## Work order 1
Using the article below on Bomani Jones's Inside The NFL appearance, decide whether each statement agrees with it. Answer yes or no for each and quote the deciding words. (a) Jones appeared on the show with James Brown, Phil Simms, and Ray Lewis. (b) Jones said the NBA still has Black Lives Matter on the floor. (c) DeAndre Hopkins wore Denmark Vesey's name on the back of his helmet.
## Work order 2
Carry on the article below about Bomani Jones's Inside The NFL appearance, starting after its final sentence.

The 2020-21 NFL season will go down as one of the craziest seasons in recent memory, but in some eyes, it will go down as a meaningful season in terms of what the league stood for over the last year in the fight for social justice and trying to play the game amidst a pandemic.
On Tuesday night’s episode of Inside The NFL that looked ahead to Super Bowl LV this Sunday, ESPN’s Bomani Jones was a guest with James Brown, Phil Simms, and Ray Lewis to talk about how the NFL has addressed social injustice, the Rooney Rule, and the impact COVID-19 has had on the NFL.
After a montage of clips looking back at the season that was from NFL Films, Brown first asked Jones, who he called one of the “most knowledgeable and distinguishable voices in sports broadcasting” about how significant it was the NFL has expressed their concern about social injustice. Jones said it is a message still going in the NFL compared to other sports.
“When you think about it, the NBA got out of the bubble and you don’t have Black Lives Matter on the floor anymore, you don’t have the things on the back of the jerseys. Right now, in sports, the NFL is carrying that messaging in a way that nobody really has been in professional sports. It hasn’t been out front as some people would like, but I think the number one goal in this is the product. Whatever you do can’t interfere with the football that is being watched.”
Jones also brought up the example of DeAndre Hopkins wearing Denmark Vesey’s name on the back of his helmet to help educate people on a slave revolt that happened in the United States. He mentions that having that name being introduced to people by Lisa Salters on ESPN can make people think about history during a game.
“After a while, you can tune out the things that you see week after week, but I find the little things that pop up that make me say I think they are really doing something here to put things in places where people wouldn’t ordinarily probably wouldn’t think of discussing some of them.”
While the messaging by the players has continued to grow, Jones said it is up to the NFL to “make people believe that they believe it.”

## Stored data

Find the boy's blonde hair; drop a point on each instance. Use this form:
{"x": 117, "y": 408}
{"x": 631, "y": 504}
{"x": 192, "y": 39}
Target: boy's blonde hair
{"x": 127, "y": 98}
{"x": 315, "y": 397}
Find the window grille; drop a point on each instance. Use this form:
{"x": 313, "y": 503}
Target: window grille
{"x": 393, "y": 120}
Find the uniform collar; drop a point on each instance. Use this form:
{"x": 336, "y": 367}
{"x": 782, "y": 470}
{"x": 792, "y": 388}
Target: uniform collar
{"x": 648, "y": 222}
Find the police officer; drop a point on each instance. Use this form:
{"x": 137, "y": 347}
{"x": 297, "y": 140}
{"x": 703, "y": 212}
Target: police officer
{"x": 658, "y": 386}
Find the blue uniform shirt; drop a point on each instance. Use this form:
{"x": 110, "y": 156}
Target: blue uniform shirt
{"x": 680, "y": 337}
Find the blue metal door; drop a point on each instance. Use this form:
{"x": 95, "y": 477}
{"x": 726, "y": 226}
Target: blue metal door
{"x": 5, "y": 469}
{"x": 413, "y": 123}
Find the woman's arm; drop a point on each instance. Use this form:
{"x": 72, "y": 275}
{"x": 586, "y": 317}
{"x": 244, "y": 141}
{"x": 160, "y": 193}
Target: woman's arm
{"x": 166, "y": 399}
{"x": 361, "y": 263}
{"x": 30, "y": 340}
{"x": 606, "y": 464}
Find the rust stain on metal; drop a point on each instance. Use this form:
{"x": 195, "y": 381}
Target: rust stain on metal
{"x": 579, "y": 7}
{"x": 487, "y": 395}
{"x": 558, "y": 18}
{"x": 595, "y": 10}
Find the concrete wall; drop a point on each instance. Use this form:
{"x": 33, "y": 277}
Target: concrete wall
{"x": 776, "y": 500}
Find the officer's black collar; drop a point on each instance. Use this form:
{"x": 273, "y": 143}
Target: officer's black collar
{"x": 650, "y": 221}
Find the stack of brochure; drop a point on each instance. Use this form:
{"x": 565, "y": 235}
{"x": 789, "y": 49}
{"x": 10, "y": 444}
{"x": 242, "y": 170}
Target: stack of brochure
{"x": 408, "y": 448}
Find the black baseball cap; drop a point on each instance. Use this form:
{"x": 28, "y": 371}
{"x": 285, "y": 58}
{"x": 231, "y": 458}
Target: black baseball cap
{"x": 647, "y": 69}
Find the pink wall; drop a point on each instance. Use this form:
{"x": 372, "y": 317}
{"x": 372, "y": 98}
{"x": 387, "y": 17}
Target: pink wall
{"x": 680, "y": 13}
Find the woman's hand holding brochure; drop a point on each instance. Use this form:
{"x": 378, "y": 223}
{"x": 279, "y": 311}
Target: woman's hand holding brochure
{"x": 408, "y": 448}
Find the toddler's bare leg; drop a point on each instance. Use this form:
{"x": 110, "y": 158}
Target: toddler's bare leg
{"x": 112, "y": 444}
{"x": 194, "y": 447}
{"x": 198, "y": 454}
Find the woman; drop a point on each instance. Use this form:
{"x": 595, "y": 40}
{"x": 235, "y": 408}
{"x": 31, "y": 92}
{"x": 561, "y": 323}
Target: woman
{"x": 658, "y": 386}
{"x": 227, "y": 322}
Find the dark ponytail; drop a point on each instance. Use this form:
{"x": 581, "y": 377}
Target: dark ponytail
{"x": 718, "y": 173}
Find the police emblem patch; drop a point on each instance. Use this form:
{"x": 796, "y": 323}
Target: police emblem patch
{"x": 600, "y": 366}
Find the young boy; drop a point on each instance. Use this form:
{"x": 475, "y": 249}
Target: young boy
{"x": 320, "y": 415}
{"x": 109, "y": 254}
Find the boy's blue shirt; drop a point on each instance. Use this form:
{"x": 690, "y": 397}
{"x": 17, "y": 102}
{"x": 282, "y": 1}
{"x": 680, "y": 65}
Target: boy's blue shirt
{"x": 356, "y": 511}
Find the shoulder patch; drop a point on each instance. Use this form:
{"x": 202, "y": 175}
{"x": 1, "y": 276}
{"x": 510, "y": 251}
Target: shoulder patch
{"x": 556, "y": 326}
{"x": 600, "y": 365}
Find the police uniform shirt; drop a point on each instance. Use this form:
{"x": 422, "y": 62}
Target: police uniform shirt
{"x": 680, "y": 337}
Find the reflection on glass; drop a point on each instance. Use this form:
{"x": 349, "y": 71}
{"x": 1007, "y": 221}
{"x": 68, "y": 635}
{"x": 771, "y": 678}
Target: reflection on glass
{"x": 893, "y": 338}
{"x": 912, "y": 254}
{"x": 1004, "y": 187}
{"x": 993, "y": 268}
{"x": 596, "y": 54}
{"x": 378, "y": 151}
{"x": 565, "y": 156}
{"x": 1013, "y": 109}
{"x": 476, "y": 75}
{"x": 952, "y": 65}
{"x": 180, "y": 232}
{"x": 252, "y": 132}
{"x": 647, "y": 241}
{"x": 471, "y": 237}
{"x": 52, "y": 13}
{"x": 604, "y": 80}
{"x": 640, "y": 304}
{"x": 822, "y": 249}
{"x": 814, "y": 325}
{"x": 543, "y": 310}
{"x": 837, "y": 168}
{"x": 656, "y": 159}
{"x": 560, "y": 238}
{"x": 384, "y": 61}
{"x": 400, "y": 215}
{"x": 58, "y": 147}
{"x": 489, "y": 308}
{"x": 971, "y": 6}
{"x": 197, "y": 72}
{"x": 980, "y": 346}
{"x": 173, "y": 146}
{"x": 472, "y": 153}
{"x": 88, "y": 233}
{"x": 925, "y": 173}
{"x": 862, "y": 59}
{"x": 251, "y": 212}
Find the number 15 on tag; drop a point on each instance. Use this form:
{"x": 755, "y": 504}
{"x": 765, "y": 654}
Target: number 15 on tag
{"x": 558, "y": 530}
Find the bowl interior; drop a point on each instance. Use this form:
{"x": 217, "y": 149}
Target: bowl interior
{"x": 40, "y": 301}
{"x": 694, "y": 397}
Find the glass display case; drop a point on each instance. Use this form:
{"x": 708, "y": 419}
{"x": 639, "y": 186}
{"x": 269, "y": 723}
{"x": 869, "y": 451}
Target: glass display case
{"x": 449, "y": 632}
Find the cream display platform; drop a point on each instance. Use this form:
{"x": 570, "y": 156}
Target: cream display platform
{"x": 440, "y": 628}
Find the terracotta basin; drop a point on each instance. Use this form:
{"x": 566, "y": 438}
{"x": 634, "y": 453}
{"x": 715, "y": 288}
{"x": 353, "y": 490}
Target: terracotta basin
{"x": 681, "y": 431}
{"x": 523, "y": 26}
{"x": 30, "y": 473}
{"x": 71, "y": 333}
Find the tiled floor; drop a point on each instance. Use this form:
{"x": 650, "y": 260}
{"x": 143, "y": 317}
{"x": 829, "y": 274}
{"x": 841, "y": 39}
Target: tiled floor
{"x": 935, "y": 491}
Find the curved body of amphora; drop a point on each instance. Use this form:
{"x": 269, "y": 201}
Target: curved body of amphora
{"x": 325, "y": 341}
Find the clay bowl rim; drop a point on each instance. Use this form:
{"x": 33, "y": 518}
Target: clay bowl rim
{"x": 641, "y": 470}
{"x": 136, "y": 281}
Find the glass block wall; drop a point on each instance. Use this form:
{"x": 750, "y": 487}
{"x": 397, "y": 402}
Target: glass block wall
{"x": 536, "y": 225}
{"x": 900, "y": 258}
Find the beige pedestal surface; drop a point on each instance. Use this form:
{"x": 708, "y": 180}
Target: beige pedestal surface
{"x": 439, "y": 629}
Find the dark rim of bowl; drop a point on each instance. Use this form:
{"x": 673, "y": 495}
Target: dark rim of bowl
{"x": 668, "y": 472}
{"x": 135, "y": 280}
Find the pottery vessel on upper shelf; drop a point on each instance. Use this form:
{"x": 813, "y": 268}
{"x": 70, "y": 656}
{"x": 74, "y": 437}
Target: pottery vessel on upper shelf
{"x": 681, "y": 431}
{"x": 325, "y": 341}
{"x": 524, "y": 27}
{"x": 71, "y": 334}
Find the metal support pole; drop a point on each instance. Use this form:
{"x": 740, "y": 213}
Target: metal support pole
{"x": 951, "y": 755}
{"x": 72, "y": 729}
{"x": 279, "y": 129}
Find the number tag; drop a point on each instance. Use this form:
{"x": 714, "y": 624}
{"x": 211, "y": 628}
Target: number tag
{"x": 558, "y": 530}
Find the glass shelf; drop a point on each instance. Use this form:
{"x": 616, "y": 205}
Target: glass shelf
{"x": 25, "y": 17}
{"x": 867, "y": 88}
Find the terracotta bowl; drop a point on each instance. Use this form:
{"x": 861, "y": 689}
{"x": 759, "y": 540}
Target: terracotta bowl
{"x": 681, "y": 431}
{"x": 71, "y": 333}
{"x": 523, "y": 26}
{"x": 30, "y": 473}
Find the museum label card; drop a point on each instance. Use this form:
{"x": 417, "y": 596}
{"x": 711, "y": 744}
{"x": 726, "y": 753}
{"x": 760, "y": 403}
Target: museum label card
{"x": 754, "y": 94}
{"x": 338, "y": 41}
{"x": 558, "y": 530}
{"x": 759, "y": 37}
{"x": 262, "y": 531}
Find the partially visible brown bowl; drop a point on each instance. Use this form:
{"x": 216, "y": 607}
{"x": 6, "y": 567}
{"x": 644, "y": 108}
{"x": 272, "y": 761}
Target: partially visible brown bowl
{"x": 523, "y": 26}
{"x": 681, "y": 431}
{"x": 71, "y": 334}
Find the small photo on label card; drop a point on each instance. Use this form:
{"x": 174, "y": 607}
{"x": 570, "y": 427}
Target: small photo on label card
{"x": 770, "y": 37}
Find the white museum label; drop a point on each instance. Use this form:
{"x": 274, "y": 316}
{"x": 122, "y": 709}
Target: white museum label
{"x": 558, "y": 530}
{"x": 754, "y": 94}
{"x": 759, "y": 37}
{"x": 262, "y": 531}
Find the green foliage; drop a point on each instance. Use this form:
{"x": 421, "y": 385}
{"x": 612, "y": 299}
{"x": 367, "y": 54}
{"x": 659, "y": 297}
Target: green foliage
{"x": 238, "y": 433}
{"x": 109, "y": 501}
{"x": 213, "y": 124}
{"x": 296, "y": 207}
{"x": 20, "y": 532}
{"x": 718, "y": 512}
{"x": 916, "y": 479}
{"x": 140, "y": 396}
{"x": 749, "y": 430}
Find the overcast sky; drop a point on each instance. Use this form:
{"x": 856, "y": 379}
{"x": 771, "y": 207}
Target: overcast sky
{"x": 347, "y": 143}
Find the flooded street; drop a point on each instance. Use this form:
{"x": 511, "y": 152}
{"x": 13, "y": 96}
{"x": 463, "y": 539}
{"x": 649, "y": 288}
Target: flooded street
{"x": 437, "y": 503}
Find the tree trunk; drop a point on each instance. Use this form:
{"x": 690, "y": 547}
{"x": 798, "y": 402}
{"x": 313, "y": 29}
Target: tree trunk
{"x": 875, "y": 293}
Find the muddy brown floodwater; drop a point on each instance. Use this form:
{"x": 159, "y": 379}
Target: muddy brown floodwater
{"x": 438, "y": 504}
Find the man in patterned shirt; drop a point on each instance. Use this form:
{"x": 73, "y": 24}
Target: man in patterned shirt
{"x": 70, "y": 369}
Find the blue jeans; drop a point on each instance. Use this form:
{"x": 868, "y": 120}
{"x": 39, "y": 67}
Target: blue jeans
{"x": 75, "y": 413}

## Answer 1
(a) Yes: "ESPN’s Bomani Jones was a guest with James Brown, Phil Simms, and Ray Lewis"
(b) No: "the NBA got out of the bubble and you don’t have Black Lives Matter on the floor anymore"
(c) Yes: "DeAndre Hopkins wearing Denmark Vesey’s name on the back of his helmet"

## Answer 2
“When they do the stuff for the military, we know that they believe it. Can you make people feel like you believe it in that same way when they are doing those things? That’s where the owners are going to be important in this. The NFL owners command a different level of respect. The ones who have put themselves forward, those are the ones when you look up and see they are invested in it and it doesn’t take much to convey that, I don’t think.”
The topic shifted to the Rooney Rule and whether or not it is working with just 2 black head coaches in the NFL. Brown told Jones, Simms, and Lewis that it is “pitiful code words” when he hears a coach does not interview well. Jones used an example of 2 coaches to say if the interviews were really poor, we would know about it.
“When you talk about the interviews, the Eagles interviewed a candidate who was on vacation, so he did not have his suit, so everyone put on their Tommy Bahama shirts or whatever it was to make him feel more comfortable. They made the interview well for this guy. I believe this on Eric Bieniemy (Chiefs offensive coordinator). If Bieniemy really interviewed that poorly, we wouldn’t have heard whispers, we would know about it. If someone believes typically that a black person can’t do something, they are going to tell you loud and proud why they believe they can’t do it.”